PROBLEM TO WORK ON: Write out exactly the lines running from the one that contains "Annotate every instance of the pink lure" through the end of the material.

%%

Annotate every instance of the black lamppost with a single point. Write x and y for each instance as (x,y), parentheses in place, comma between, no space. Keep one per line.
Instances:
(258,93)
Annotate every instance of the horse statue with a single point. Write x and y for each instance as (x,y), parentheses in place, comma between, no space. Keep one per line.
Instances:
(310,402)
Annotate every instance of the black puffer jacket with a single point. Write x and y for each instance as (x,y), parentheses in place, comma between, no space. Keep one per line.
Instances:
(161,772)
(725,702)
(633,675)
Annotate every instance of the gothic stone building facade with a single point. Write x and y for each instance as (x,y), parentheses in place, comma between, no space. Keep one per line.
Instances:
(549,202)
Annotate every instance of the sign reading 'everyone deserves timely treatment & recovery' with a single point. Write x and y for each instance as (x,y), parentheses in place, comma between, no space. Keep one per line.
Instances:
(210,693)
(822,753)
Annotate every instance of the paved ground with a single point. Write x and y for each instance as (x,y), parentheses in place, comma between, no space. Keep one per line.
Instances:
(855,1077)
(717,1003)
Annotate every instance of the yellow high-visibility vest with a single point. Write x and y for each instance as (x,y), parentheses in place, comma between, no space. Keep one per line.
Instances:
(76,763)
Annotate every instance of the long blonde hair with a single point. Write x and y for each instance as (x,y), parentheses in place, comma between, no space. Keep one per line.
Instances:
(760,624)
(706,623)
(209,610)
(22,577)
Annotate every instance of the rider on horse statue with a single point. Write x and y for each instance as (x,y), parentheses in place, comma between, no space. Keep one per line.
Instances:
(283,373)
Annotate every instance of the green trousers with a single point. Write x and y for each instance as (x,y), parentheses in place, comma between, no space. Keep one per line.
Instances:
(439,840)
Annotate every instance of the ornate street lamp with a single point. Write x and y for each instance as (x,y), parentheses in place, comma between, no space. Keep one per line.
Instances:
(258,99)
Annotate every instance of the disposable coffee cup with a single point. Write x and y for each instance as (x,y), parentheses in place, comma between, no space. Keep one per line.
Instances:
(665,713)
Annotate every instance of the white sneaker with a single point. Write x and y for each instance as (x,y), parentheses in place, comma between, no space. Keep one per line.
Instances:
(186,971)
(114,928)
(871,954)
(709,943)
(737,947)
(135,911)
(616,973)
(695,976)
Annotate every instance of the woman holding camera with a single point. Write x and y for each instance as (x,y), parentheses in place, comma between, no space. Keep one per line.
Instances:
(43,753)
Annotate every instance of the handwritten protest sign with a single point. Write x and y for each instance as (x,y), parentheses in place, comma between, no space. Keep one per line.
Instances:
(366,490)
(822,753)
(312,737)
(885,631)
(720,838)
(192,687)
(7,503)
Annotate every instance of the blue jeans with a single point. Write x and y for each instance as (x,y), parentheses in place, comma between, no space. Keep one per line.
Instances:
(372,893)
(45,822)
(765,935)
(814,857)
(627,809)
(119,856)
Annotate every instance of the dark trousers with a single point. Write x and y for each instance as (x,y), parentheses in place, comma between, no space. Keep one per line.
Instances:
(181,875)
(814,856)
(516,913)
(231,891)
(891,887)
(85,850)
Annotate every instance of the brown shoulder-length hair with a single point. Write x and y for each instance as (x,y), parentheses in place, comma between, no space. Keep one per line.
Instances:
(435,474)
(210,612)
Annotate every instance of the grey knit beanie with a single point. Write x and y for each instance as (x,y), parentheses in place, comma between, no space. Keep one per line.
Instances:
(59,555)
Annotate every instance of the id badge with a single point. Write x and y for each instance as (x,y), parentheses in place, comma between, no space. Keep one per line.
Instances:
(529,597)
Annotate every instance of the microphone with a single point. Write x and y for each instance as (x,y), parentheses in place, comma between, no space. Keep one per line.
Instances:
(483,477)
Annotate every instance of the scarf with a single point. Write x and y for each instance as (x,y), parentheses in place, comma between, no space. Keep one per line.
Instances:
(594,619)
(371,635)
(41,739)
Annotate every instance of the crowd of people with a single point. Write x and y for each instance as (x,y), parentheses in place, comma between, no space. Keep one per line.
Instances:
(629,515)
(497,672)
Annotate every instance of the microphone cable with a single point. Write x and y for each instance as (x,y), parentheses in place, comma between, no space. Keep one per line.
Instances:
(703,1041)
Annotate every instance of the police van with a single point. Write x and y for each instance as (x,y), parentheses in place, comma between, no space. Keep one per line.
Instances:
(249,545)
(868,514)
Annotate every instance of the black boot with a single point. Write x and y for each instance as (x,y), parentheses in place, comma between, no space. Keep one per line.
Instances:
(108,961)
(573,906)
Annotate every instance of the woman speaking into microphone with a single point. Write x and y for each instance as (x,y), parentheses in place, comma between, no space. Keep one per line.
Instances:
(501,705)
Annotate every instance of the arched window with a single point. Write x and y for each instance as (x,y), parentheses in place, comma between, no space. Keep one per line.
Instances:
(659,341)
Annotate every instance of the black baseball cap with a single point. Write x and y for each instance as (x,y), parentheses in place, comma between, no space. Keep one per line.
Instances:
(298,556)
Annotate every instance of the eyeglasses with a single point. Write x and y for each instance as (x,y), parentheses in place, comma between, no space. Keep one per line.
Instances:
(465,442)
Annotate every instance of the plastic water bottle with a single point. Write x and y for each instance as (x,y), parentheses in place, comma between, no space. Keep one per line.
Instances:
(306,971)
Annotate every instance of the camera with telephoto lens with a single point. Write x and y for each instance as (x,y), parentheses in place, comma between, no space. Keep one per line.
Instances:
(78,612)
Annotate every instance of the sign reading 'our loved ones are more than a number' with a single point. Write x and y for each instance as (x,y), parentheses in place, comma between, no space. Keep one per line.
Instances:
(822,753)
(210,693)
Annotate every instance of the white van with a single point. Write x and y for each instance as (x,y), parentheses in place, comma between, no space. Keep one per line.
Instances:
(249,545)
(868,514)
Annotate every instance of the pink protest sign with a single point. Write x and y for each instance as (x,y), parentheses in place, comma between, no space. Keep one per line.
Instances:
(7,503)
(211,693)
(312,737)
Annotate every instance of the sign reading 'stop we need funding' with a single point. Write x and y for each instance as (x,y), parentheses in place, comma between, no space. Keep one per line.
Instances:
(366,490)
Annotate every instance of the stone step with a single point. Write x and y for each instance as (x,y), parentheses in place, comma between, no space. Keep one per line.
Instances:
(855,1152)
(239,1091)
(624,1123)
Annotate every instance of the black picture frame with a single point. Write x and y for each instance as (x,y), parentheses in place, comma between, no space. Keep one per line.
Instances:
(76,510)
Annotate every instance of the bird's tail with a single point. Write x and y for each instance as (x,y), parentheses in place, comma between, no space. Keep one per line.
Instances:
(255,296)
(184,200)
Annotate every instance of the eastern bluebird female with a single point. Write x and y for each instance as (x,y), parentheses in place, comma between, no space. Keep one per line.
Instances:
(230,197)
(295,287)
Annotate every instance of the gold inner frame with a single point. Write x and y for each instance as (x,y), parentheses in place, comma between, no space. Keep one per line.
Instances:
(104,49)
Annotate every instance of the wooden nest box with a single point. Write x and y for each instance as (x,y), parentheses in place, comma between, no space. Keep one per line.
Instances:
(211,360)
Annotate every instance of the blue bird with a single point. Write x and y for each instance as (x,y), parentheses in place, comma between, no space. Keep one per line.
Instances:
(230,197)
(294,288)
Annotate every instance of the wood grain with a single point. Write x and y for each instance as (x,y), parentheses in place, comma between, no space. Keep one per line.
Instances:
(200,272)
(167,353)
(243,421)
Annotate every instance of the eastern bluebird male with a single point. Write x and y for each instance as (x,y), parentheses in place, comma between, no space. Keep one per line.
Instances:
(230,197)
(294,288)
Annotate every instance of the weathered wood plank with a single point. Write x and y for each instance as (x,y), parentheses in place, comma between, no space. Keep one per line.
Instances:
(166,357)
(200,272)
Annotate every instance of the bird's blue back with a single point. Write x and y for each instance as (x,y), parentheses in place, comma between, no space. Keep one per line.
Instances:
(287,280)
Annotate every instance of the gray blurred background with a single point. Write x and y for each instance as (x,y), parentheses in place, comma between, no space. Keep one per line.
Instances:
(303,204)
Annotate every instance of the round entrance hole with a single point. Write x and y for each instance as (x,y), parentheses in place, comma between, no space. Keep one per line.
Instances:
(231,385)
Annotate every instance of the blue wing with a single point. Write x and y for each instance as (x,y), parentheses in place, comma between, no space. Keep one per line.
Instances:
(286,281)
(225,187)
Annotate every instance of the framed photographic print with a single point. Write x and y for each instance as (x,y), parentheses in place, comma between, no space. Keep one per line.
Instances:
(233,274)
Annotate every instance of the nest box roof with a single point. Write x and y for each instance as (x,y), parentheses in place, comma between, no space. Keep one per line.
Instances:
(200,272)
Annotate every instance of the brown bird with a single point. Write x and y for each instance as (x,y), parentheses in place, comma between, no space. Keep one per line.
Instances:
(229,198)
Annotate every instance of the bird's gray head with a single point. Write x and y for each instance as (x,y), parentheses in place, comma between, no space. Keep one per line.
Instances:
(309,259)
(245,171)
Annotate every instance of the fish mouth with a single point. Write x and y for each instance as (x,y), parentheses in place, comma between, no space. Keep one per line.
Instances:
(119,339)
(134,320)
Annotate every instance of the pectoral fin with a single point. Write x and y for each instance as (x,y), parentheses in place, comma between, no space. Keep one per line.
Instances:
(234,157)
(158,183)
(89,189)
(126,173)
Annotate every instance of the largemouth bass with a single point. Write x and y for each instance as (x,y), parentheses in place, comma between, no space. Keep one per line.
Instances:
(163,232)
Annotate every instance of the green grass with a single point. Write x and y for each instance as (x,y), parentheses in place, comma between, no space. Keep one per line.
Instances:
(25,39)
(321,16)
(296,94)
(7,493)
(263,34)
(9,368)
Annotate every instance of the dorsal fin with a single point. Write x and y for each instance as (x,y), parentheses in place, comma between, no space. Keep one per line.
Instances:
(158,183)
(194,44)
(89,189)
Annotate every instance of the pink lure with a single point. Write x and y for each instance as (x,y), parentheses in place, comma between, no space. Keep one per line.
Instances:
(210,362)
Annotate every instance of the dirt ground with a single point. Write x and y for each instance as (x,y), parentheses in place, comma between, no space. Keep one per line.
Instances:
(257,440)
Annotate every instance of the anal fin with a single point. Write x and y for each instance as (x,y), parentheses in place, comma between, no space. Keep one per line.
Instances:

%%

RESPONSE:
Annotate every instance of the pink lure with a single point. Write x and y for each instance as (x,y), parentheses in place, comma between, no space. Keep one per line.
Instances:
(210,362)
Annotate every instance of the dirt ground with a single point. Write x and y for each instance as (x,y), parentheses in place, comma between, no space. Keep one per line.
Instances:
(257,440)
Annotate every instance of the anal fin with a single point. Write x and y for each instance as (x,y), parentheses in place, comma between, no space. Keep one per line.
Instances:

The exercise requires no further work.